■ EXERCISE DETAILS:
Only the lines from the one containing "Query: girl with braided hair" through the final line of the entries below are wanted, each copied exactly.

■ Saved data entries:
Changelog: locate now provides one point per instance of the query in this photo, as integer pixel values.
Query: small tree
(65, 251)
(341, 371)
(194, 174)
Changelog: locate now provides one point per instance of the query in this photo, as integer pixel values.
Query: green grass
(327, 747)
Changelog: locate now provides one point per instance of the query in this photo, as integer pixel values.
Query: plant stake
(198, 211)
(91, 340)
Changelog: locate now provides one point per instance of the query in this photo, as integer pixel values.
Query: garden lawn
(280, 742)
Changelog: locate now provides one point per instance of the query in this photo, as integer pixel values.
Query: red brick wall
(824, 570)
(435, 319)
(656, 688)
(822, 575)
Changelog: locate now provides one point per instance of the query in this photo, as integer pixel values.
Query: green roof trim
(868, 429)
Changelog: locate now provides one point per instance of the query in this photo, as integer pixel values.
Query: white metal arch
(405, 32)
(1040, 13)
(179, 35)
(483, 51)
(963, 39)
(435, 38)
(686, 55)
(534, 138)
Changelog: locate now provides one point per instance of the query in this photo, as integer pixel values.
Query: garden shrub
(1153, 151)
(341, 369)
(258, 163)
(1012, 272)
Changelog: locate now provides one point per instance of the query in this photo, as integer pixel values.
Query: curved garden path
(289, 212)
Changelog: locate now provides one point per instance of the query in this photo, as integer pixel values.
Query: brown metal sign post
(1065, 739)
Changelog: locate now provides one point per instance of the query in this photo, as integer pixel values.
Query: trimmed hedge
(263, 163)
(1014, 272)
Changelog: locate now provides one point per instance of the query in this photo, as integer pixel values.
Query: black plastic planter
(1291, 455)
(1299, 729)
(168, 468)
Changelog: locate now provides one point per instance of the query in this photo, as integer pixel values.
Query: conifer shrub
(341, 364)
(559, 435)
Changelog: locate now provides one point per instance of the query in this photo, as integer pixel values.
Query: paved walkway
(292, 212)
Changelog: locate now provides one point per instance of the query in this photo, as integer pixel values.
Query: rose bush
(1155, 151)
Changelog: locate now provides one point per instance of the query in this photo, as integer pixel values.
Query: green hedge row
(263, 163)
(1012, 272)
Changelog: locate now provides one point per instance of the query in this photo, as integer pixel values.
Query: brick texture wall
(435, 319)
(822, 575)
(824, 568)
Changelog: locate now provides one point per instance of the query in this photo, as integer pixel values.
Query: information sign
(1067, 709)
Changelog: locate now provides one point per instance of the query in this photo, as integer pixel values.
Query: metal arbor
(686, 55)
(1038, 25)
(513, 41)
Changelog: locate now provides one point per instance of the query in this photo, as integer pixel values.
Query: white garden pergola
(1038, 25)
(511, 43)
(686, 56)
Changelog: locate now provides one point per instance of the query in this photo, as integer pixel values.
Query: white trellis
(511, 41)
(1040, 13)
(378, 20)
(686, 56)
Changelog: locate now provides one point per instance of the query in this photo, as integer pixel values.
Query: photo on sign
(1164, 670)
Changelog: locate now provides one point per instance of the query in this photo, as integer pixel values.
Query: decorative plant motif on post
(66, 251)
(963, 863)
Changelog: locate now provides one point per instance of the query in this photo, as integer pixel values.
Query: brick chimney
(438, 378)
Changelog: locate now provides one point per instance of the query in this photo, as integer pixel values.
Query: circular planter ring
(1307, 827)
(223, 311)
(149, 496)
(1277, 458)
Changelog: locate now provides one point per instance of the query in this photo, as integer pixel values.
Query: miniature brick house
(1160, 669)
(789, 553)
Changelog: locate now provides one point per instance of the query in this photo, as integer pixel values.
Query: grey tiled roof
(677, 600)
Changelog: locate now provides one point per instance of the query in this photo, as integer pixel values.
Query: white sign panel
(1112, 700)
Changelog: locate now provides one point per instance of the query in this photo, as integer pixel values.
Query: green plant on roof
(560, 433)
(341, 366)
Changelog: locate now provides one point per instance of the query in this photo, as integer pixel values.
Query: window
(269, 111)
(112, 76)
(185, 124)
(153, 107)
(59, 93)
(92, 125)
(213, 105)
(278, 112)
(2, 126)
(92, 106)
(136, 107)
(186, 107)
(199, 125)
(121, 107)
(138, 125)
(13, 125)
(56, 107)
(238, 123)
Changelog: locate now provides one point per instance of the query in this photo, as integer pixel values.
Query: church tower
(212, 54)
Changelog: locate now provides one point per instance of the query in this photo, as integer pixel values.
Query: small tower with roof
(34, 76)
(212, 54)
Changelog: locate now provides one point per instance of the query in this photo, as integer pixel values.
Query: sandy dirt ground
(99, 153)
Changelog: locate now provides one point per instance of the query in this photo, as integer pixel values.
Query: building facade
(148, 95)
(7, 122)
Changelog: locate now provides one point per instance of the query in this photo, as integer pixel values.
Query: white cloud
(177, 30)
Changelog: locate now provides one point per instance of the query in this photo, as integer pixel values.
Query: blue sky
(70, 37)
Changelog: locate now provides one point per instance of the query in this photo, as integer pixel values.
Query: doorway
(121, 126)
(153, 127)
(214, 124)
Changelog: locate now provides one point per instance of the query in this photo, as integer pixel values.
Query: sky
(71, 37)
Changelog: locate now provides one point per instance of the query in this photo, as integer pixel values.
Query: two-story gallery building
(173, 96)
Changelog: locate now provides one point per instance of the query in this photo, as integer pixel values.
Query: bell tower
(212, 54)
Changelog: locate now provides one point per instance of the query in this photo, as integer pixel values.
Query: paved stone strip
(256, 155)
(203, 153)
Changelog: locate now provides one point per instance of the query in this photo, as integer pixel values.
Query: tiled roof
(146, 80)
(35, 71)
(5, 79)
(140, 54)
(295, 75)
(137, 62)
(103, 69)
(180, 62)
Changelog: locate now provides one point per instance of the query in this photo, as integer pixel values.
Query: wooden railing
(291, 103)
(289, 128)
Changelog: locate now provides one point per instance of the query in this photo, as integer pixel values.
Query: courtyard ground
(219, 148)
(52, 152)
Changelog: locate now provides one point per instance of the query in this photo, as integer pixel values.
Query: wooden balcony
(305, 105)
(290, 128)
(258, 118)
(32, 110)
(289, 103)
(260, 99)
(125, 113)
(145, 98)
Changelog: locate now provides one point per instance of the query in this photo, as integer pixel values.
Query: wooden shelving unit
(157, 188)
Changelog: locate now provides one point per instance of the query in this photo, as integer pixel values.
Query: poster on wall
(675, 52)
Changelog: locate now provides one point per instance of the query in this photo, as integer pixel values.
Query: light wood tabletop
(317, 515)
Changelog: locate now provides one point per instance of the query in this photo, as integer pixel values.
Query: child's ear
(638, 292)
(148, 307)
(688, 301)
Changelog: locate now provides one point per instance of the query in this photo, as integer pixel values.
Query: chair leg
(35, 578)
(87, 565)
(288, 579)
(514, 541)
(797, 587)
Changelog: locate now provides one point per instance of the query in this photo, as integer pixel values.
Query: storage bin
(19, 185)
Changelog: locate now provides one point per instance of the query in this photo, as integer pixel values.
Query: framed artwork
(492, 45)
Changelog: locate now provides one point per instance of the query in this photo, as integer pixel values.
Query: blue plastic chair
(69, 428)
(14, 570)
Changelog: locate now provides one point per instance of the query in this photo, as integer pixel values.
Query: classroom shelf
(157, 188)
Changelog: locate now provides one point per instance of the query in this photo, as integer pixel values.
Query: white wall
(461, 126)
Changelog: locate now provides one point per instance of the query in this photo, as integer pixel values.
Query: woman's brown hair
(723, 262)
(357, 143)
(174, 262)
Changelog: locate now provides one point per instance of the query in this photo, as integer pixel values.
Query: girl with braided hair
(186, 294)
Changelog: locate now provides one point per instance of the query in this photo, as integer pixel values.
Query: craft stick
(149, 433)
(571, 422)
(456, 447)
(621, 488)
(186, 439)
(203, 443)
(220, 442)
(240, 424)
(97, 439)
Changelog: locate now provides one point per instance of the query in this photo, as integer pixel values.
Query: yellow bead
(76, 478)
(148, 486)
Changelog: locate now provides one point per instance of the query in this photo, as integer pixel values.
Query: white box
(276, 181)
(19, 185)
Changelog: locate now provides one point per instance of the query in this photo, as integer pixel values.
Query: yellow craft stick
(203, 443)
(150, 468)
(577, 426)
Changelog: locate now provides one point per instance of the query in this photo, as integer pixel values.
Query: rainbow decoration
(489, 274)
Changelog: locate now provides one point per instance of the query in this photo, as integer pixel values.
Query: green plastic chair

■ RESPONSE AREA:
Query: girl with braided hair
(186, 294)
Changelog: locate now provides one point per instance of the query in this photo, as integer pixel values.
Query: craft stick
(149, 433)
(571, 422)
(456, 447)
(621, 488)
(186, 439)
(203, 443)
(220, 442)
(240, 424)
(97, 439)
Changelog: locate now provides one point per instance of the query in this photo, as integer pixel values.
Query: yellow bead
(76, 478)
(148, 486)
Changelog: locate now provides one point per instance of the query in this photo, as integer pixel values.
Query: white box
(276, 181)
(19, 185)
Changelog: locate now provides one point per instance of the query in this photo, as integer pixel values.
Query: yellow craft stick
(203, 443)
(150, 468)
(577, 426)
Changelog: locate now provides one point per instance of the query in this photo, as integer pixel values.
Query: rainbow decoration
(489, 274)
Changelog: locate now provides one point per instance of the query in this photo, as integer pixel values.
Query: green plastic chair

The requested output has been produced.